_EXERCISE GOAL_
Which lines in the records below contain the word "green"? Report each of them in full.

_DATA EXTRACT_
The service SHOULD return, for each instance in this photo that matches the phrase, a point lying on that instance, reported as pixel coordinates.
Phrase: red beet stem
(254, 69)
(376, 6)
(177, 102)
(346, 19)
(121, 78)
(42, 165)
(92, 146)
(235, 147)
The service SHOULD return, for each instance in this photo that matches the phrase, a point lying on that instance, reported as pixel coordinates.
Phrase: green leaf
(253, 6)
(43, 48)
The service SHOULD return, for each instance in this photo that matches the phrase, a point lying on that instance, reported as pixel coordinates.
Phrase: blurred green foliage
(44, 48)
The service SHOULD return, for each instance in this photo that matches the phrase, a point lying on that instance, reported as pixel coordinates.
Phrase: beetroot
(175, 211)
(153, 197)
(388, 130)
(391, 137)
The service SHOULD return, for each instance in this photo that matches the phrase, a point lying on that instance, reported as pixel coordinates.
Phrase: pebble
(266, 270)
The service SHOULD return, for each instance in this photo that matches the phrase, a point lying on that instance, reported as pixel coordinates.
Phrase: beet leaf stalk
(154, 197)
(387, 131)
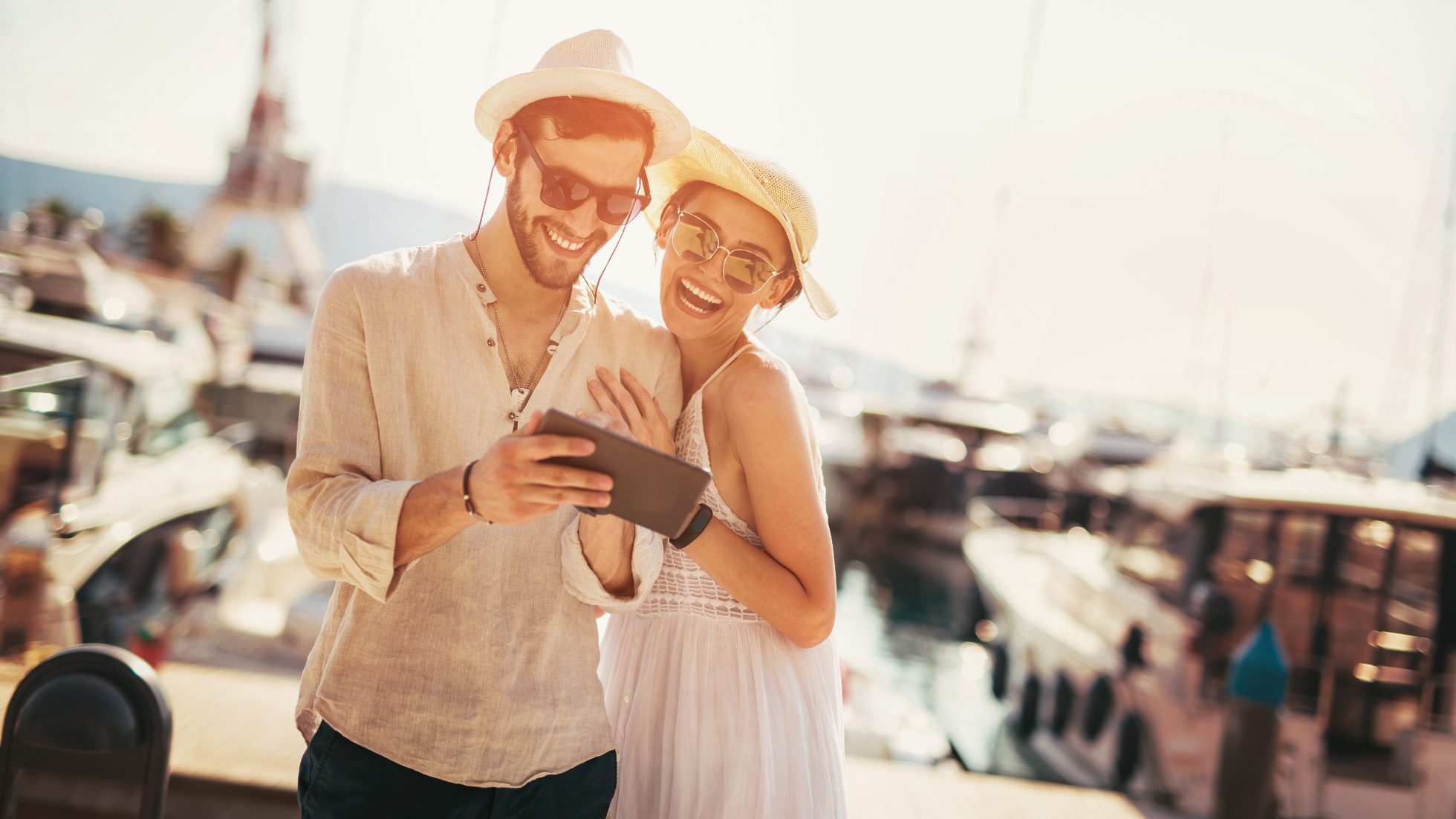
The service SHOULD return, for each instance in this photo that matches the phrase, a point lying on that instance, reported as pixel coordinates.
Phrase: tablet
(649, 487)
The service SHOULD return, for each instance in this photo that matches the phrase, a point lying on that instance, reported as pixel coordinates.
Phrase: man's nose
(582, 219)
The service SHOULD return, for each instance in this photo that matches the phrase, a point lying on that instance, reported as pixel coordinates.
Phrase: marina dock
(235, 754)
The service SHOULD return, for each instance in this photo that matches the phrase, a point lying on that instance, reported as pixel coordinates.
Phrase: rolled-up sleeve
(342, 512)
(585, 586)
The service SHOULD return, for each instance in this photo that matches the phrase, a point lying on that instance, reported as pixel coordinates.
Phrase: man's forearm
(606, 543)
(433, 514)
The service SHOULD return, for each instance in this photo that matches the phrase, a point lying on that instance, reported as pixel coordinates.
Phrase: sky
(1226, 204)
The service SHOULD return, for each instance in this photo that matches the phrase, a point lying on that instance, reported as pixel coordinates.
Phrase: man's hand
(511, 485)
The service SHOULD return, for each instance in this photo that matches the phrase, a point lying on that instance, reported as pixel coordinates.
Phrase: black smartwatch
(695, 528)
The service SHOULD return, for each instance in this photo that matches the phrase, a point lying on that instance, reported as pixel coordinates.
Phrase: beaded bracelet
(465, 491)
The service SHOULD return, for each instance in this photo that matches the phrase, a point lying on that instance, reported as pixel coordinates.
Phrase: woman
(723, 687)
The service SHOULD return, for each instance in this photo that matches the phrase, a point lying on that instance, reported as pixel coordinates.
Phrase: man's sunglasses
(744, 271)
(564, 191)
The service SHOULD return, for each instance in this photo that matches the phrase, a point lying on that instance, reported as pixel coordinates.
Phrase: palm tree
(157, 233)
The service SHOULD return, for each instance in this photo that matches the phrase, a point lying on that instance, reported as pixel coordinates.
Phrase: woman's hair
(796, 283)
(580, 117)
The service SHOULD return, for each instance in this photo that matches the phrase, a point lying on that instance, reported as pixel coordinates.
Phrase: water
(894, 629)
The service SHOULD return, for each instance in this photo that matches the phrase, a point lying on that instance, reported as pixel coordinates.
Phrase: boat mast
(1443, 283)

...

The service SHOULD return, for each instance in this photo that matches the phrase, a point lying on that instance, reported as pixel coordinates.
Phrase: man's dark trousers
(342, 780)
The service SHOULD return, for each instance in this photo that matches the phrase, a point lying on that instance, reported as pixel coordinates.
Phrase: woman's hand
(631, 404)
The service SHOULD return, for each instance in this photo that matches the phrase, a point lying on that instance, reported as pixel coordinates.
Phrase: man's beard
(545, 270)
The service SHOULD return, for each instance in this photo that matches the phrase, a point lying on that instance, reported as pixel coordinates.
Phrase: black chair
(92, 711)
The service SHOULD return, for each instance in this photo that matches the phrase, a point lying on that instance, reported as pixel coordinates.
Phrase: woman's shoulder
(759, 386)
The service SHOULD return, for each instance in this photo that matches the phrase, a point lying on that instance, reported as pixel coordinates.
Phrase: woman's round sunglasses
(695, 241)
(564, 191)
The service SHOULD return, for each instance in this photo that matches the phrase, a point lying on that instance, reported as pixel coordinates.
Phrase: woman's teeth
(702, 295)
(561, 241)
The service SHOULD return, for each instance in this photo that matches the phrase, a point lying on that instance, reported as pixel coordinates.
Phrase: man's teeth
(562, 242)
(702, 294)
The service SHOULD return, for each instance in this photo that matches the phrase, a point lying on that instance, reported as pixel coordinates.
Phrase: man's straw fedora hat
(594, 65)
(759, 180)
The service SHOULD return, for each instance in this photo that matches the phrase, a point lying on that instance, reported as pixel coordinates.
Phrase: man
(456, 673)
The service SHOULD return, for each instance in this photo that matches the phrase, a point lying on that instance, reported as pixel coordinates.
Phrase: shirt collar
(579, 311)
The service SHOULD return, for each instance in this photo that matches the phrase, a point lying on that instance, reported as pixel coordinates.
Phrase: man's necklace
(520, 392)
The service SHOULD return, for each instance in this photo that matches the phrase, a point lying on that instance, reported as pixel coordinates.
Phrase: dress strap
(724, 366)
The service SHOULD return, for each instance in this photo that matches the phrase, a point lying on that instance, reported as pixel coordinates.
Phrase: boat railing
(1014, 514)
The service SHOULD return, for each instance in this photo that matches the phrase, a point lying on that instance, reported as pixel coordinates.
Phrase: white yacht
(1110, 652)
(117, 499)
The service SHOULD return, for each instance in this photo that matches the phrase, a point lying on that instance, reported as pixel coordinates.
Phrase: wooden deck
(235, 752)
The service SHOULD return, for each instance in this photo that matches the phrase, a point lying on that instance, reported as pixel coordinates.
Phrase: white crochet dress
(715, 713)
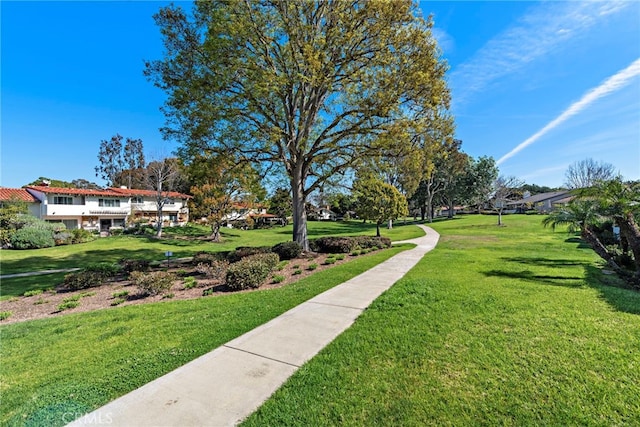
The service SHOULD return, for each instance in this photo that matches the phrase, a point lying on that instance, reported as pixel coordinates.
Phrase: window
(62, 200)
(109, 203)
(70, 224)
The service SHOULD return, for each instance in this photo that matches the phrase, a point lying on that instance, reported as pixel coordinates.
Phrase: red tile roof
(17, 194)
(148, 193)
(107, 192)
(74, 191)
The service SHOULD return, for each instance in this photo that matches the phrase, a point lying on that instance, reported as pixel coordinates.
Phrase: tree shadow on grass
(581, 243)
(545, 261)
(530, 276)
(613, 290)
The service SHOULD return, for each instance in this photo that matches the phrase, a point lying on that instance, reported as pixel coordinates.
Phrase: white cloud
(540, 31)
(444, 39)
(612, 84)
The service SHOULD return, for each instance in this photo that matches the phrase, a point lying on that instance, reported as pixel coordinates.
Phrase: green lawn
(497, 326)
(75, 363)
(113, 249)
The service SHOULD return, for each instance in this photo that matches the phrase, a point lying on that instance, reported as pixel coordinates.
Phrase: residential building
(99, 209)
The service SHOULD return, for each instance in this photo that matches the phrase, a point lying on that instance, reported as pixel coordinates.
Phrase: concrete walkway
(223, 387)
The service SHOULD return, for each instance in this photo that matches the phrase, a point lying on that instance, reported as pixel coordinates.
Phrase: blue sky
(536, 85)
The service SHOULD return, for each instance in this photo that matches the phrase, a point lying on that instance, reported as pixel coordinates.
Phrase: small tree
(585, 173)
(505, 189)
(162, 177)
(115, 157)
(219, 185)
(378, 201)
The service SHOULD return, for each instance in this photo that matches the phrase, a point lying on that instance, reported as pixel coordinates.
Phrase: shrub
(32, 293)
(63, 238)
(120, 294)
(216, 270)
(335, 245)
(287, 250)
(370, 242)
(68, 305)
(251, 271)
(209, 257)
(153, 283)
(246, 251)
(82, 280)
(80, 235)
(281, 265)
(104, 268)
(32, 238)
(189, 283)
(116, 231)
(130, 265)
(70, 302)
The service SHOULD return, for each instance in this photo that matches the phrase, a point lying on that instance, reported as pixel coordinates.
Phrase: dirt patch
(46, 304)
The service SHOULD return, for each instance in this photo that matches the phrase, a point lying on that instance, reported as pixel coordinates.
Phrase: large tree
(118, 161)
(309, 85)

_COMPLETED EXERCISE_
Phrase: green leaf
Phrase: blurred green foliage
Phrase: green lawn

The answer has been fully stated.